## Testo estratto
----

L’ATTO AMMINISTRATIVO ANTICOMUNITARIO

L’ATTO AMMINISTRATIVO ANTICOMUNITARIO

Pubblicato il 25/10/2015 autore Stefania Martinez

La dottrina e la giurisprudenza si sono interrogate, per lungo tempo, sulle sorti della norma nazionale contrastante con l’ordinamento comunitario. Tuttavia, la violazione del diritto comunitario può avvenire non soltanto per mezzo di atti statali generali e astratti, ma anche di atti particolari e concreti, ossia di  provvedimenti amministrativi che concretizzano la funzione pubblica esercitata.

In tale ottica, è oggetto di dibattito, a tutt’oggi aperto, in dottrina e giurisprudenza, la forma di invalidità dell’atto amministrativo anticomuniratio ed il conseguente regime processuale, nonché la non obbligatorietà di esercitare il potere di autotutela da parte della P.A. a fronte di tale atto e, nell’ipotesi di mancato esercizio di tale potere,  i restanti profili di responsabilità.

----

## Record di posizionamento dei punti

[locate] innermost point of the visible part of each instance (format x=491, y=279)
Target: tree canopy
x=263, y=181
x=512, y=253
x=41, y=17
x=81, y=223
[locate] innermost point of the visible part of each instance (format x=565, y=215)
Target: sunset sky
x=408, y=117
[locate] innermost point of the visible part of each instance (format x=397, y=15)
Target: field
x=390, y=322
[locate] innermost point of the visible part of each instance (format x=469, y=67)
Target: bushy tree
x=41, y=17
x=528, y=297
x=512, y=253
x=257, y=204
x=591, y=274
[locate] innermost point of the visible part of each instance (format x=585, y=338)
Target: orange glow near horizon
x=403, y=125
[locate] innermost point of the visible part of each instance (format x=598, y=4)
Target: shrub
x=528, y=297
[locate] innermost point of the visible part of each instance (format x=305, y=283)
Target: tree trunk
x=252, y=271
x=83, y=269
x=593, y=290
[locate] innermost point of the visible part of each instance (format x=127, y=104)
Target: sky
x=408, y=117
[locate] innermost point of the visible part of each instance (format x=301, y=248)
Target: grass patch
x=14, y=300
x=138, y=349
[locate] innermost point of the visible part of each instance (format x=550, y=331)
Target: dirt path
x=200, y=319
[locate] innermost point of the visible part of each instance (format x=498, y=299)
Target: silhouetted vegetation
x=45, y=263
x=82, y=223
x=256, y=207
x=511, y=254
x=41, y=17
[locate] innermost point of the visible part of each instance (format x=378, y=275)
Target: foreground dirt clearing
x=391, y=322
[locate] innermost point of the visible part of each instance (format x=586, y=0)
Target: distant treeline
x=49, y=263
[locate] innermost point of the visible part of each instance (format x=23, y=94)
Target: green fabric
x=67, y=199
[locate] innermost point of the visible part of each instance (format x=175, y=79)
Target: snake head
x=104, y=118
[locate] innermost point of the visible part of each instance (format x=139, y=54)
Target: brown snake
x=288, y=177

----

## Richiesta scritta 1
Trascrivi parola per parola il passo del testo sull'atto amministrativo anticomunitario compreso tra "La dottrina e" e "funzione pubblica esercitata.", estremi inclusi.
## Richiesta scritta 2
Indica se ciascuna affermazione concorda con il testo sull'atto amministrativo anticomunitario, rispondendo sì o no e citando alla lettera le parole decisive: (a) il diritto comunitario può essere violato anche da atti particolari e concreti; (b) il dibattito sulla forma di invalidità dell'atto amministrativo anticomunitario si è ormai chiuso; (c) dottrina e giurisprudenza si sono interrogate a lungo sulle sorti della norma nazionale contrastante con l'ordinamento comunitario.

## Risposta corretta 1
La dottrina e la giurisprudenza si sono interrogate, per lungo tempo, sulle sorti della norma nazionale contrastante con l’ordinamento comunitario. Tuttavia, la violazione del diritto comunitario può avvenire non soltanto per mezzo di atti statali generali e astratti, ma anche di atti particolari e concreti, ossia di  provvedimenti amministrativi che concretizzano la funzione pubblica esercitata.

## Risposta corretta 2
(a) Sì: "ma anche di atti particolari e concreti".
(b) No: "a tutt’oggi aperto".
(c) Sì: "per lungo tempo".